[THE EXERCISE] Below are records; reproduce exactly the lines from the one containing "Place one keypoint per instance of the river" through the end, both included, and only those.

──────── DATASET CONTENT ────────

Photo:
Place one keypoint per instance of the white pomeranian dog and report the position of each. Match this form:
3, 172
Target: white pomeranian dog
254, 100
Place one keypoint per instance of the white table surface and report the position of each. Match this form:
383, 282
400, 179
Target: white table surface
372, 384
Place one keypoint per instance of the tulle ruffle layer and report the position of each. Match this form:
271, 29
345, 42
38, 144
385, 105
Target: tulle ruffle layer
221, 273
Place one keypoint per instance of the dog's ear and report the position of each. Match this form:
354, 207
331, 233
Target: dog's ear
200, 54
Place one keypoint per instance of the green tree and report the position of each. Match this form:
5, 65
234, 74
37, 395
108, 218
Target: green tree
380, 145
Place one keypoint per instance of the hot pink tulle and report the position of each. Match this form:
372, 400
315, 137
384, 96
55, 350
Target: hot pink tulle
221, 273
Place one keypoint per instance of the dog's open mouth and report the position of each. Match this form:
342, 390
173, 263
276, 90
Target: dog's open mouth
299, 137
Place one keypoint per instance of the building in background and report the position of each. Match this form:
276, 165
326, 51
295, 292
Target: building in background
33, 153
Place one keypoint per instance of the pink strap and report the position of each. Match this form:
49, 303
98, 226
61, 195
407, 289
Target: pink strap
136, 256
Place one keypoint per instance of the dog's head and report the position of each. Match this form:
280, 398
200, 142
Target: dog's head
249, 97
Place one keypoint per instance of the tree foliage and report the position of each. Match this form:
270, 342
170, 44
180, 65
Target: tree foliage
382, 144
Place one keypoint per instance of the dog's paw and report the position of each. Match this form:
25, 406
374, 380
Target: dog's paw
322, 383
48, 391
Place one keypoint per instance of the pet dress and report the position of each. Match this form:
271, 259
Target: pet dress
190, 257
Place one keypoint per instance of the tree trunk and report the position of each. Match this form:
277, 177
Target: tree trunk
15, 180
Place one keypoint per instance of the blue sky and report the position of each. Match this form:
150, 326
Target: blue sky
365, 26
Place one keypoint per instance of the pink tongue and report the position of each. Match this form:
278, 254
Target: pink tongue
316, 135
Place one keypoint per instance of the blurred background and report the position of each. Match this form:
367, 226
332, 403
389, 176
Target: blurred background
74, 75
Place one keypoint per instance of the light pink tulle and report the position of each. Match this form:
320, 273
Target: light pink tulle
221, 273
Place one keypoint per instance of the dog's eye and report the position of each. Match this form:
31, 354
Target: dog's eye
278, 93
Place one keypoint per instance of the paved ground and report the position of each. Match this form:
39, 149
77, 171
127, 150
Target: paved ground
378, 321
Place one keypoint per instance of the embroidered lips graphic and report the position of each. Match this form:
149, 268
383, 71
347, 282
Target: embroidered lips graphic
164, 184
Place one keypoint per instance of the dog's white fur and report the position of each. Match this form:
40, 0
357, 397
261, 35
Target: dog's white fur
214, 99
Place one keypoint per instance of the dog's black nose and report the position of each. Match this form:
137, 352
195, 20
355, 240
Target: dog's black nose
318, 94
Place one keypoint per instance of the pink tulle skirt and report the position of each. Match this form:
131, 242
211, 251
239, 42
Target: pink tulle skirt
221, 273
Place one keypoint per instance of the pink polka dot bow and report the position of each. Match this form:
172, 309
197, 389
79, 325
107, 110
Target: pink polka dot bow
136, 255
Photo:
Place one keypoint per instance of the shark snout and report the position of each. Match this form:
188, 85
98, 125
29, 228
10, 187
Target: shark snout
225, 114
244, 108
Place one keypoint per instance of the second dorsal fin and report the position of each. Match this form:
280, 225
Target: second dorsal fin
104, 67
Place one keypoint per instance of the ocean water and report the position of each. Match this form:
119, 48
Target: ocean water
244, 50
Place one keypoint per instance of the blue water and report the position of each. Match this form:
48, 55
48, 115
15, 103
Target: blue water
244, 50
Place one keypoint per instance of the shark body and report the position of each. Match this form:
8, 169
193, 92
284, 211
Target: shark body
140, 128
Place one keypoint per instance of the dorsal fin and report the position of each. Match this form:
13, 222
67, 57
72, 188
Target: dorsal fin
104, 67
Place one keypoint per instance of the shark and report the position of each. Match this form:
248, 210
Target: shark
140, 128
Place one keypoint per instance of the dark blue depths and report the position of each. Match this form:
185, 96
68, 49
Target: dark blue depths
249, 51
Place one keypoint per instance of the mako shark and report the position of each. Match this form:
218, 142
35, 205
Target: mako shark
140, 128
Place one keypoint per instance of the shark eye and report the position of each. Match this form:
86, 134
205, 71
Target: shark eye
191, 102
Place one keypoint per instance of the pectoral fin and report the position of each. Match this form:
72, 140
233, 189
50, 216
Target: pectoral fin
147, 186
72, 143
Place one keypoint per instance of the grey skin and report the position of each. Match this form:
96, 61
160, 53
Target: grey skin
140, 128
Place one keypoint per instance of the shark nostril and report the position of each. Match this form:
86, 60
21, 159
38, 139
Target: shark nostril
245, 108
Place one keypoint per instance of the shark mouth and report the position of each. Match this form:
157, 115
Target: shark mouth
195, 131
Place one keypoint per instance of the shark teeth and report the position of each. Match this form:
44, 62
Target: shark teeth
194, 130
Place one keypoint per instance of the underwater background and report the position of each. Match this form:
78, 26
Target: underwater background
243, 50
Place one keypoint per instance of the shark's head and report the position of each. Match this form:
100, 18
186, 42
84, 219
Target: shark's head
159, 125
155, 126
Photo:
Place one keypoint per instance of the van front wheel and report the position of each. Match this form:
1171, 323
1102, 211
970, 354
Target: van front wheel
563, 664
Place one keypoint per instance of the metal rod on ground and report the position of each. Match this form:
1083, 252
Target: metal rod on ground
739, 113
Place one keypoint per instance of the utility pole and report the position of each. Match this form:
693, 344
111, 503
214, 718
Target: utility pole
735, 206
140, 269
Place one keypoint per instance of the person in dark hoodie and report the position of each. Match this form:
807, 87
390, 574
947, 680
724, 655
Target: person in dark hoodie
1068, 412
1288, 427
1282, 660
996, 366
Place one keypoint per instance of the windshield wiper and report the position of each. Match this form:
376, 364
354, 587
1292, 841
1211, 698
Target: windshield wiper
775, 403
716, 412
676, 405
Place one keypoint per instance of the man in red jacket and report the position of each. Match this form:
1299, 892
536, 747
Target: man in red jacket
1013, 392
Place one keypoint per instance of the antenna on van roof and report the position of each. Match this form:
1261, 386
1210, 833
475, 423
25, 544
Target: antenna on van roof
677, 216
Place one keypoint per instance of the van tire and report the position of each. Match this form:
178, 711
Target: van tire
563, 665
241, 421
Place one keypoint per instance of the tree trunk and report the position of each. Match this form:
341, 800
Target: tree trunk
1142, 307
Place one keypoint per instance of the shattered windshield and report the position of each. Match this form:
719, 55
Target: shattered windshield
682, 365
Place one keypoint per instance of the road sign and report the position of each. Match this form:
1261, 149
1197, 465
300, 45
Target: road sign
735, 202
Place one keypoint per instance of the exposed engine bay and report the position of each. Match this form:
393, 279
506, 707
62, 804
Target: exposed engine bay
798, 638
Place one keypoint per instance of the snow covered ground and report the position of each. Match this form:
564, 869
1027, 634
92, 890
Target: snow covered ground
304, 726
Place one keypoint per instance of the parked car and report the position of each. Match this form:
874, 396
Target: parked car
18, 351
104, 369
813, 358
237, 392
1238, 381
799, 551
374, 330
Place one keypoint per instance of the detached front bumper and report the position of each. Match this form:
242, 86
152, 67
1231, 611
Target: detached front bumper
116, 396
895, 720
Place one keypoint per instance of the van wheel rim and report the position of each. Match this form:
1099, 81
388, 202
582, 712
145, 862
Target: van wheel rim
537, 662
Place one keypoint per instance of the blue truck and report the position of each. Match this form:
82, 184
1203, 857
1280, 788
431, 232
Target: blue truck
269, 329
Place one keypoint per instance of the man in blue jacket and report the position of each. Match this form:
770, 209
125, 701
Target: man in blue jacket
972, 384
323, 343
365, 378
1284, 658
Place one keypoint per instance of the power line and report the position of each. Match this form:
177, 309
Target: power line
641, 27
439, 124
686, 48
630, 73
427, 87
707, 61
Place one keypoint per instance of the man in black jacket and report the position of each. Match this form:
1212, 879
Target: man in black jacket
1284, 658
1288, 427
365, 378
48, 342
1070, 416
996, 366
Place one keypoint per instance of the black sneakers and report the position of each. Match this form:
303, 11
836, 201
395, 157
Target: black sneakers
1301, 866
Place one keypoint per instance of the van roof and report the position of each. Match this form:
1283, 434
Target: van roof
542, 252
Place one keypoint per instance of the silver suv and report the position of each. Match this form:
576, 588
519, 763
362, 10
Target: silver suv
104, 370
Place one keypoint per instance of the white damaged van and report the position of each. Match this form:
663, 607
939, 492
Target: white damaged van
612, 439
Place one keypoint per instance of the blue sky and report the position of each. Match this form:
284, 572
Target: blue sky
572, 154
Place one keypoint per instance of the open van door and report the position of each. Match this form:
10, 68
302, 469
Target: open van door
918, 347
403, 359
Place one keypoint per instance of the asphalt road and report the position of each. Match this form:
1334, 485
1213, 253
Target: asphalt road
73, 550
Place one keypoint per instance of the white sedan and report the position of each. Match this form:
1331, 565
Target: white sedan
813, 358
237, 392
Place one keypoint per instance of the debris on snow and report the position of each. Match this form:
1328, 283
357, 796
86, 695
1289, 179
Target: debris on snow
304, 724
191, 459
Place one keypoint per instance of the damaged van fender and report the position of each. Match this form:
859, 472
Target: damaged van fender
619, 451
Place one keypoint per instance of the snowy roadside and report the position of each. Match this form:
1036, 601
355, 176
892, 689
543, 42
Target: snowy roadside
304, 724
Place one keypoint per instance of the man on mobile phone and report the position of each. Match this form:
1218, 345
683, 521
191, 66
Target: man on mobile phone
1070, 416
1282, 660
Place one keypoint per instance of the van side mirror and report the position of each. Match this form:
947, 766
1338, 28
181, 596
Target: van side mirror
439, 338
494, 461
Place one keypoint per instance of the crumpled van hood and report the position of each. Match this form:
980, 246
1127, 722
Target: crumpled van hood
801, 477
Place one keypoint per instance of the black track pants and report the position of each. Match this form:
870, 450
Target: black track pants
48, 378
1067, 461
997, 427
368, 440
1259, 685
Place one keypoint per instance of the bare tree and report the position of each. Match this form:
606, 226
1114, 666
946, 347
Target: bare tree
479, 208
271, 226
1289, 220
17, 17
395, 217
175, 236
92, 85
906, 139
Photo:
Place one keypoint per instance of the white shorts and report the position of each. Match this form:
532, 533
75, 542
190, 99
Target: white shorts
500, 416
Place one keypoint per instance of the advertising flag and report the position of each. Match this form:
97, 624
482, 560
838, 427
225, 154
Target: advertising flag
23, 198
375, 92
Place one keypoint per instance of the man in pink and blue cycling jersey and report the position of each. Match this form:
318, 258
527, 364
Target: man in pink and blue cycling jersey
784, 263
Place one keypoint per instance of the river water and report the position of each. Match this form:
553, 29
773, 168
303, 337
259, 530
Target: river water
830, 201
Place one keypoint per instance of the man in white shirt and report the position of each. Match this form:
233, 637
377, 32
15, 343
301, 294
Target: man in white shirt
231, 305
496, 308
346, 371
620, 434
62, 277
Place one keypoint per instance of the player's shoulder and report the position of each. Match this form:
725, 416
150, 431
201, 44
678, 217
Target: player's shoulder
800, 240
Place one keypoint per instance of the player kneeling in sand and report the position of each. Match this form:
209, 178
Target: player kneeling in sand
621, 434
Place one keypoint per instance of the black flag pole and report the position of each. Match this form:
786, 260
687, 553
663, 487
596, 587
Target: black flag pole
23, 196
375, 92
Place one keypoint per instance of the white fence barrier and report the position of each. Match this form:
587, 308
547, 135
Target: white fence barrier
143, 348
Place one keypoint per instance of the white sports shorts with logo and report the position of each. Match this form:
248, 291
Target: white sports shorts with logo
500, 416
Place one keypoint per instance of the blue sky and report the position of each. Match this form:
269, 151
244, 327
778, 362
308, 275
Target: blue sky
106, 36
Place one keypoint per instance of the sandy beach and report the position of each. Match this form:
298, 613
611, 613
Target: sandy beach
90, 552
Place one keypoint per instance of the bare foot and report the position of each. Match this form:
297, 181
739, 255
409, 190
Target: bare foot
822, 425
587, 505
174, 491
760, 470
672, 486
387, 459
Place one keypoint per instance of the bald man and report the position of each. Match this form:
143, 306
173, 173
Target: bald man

────────

[THE SOLUTION]
Place one keypoint per instance of the river water and report the position of each. Match this form:
553, 29
773, 168
303, 337
259, 530
Target: river water
830, 201
Place one keypoint per instance of the man in white shirt and report the position of each. Match this form:
233, 637
377, 32
15, 343
301, 294
Target: man in white shirt
231, 305
496, 308
346, 371
620, 434
62, 277
Place one keypoint per instance of the player's shoulder and report the position of each. Match this form:
725, 416
150, 431
201, 44
678, 217
Target: player's shoulder
800, 240
Place one keypoint per instance of the player kneeling in sand and report the position of each. Match this form:
209, 178
Target: player kneeling in sand
621, 434
Place one keypoint per instance of the black flag pole and report the position of each. Match this form:
786, 260
687, 553
663, 487
596, 587
Target: black flag pole
23, 196
375, 92
Place one keypoint per instance of the white fence barrier and report the position of each. Match this form:
587, 308
547, 135
Target: white fence barrier
143, 348
Place one keypoint per instance of the white sports shorts with logo and report the position of each. Match this form:
248, 291
Target: white sports shorts with logo
500, 416
Place one keypoint per instance of the blue sky and report the position of each. Match this form:
269, 151
244, 327
778, 362
308, 275
Target: blue sky
106, 36
Place one keypoint per instance of the sandy beach and report the position of each. Match this form:
298, 613
611, 613
Target: sandy beach
90, 552
Place one keypoint per instance of the bare foot and report the position of each. Match this form:
297, 181
739, 255
409, 190
Target: bare foot
822, 425
587, 505
174, 491
760, 470
672, 486
387, 459
Place one keypoint per instance of the bald man and report the position of each. Match this form:
143, 306
173, 173
Target: bald man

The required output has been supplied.